[Items listed in a dataset]
BEGIN
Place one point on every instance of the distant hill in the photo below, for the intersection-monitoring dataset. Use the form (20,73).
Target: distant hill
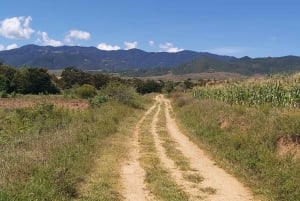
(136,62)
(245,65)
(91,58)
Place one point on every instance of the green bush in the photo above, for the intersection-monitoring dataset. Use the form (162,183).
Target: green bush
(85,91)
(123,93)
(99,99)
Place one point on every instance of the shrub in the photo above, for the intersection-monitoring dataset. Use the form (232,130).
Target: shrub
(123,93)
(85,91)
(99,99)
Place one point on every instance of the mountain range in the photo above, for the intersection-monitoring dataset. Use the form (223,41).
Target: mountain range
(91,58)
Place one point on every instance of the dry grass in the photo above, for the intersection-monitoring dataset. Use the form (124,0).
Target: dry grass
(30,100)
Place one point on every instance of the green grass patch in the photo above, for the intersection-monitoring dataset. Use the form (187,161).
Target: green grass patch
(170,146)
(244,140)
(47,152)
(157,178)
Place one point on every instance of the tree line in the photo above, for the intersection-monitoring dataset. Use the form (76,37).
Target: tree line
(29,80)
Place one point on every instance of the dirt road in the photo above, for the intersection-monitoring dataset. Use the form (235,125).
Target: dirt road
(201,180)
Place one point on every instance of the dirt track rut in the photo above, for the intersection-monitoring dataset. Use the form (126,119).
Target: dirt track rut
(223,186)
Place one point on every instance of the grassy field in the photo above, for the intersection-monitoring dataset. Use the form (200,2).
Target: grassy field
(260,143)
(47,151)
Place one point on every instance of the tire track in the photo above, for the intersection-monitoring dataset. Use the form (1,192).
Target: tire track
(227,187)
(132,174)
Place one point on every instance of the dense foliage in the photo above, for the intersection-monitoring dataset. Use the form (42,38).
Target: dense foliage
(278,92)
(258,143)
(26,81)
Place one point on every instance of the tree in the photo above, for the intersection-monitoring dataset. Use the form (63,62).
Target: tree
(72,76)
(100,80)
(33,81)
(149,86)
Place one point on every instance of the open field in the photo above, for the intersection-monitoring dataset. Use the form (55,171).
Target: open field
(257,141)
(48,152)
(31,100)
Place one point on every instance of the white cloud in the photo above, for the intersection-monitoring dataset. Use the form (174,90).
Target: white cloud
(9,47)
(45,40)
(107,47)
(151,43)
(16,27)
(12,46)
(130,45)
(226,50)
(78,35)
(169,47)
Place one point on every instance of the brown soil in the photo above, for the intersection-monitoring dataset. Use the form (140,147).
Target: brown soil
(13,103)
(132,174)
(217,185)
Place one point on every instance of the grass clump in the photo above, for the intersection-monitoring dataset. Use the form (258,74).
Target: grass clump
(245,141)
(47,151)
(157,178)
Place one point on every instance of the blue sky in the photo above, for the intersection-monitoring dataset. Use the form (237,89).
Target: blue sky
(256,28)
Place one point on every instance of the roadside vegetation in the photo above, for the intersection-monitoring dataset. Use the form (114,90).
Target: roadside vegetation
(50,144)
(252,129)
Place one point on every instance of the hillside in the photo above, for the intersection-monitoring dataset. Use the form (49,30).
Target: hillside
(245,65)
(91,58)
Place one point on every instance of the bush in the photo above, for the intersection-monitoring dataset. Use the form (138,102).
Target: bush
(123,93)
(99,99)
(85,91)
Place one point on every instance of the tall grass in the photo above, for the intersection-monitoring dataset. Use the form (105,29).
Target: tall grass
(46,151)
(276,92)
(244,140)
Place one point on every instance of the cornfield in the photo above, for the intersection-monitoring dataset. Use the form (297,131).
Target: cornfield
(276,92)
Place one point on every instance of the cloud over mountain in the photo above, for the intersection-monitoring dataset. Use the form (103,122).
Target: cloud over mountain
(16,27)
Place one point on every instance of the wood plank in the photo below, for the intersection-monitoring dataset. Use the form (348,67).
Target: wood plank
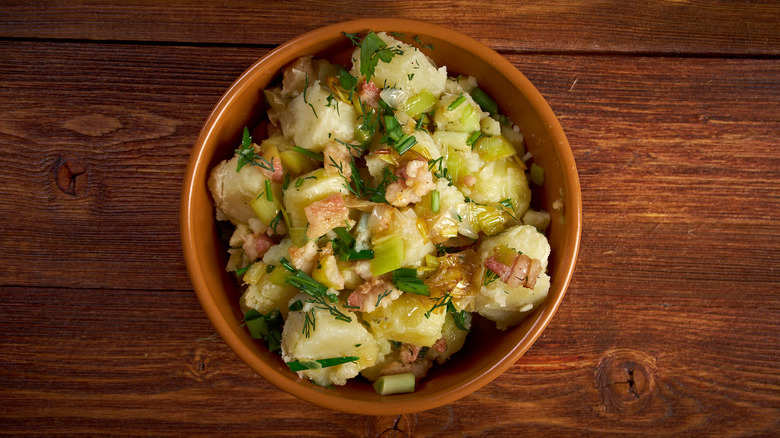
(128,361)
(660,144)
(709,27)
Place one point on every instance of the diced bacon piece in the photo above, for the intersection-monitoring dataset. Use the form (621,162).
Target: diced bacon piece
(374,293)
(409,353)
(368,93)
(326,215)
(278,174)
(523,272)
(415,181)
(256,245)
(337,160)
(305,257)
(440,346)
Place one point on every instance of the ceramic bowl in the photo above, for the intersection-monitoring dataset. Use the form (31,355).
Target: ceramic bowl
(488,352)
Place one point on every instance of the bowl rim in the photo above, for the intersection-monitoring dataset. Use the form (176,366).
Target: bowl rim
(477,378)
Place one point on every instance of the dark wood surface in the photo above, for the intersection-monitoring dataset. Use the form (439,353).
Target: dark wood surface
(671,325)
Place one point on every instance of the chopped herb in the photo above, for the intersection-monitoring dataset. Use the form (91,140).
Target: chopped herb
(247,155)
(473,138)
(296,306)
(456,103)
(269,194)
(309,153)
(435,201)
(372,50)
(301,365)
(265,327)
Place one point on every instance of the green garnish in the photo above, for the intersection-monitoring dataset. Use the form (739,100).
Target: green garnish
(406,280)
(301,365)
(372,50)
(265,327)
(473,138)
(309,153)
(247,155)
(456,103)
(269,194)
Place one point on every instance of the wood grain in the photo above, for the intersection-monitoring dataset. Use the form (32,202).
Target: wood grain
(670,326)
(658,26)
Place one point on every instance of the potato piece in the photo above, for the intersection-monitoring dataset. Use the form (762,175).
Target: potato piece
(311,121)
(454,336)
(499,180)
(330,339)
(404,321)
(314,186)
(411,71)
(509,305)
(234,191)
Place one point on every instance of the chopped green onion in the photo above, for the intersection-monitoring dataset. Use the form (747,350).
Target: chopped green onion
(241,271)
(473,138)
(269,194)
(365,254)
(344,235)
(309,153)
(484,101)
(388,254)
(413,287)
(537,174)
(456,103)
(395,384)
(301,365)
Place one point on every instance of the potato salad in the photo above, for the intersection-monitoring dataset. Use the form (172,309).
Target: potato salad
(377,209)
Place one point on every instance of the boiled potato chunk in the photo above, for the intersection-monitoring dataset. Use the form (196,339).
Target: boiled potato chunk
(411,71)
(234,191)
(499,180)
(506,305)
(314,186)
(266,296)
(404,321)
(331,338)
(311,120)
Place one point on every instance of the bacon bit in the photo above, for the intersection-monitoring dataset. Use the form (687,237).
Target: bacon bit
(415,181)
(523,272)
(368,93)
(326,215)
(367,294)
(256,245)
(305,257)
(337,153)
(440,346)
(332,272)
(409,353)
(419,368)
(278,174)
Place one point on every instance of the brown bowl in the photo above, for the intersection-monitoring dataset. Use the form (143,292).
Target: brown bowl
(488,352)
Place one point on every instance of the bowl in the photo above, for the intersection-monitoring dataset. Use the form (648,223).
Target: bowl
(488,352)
END
BEGIN
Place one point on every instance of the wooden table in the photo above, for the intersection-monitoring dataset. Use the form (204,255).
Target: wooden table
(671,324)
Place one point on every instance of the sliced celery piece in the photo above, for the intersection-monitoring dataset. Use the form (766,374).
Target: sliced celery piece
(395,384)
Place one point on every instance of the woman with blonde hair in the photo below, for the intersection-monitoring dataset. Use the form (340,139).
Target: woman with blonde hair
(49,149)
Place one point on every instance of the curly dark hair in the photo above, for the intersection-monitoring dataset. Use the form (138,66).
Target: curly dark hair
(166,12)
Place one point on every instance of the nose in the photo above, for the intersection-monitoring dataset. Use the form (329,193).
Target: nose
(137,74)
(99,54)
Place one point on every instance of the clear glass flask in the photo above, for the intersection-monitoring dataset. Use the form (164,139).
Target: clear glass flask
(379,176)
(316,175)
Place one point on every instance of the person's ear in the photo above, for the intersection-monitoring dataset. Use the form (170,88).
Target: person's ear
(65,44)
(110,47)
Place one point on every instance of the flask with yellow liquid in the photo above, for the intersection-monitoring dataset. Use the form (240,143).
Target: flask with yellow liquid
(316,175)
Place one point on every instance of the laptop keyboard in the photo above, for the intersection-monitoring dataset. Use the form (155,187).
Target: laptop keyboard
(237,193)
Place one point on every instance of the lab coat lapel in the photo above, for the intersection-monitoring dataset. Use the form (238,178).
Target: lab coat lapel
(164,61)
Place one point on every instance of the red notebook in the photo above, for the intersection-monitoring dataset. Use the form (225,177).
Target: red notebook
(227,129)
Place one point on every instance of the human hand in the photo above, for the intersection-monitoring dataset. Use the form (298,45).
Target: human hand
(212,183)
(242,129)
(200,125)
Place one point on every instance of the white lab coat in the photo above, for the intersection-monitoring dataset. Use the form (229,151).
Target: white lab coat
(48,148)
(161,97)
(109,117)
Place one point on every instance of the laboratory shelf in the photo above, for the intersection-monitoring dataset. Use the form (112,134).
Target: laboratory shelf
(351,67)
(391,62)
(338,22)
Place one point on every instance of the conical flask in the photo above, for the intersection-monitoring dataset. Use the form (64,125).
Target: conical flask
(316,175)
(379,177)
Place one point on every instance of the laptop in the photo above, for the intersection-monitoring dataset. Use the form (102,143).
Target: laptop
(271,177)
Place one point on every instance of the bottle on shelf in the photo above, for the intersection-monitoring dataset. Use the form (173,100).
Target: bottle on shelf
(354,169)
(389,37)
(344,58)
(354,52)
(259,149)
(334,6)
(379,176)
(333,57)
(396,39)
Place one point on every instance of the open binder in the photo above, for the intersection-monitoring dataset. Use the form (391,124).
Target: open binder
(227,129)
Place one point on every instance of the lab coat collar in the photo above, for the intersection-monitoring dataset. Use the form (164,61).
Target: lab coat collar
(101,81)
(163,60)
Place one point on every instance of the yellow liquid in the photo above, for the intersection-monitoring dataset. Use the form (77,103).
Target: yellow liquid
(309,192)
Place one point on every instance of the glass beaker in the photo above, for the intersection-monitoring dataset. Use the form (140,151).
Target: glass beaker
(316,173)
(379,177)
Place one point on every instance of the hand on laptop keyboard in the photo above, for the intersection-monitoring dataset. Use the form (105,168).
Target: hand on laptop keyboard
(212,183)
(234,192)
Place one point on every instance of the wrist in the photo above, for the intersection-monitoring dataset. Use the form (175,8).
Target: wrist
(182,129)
END
## GIVEN INSTRUCTION:
Which lines in the data above contain the word "yellow"? Report each of them in full.

## SOLUTION:
Place one point on every instance of the flask with yellow liquid in the photo above, for the intersection-monitoring dataset. Use the form (240,143).
Target: flask with yellow liquid
Place one point on every instance of the yellow liquid in the photo above, for the intersection-monitoring dataset. Use the form (77,103).
Target: yellow liquid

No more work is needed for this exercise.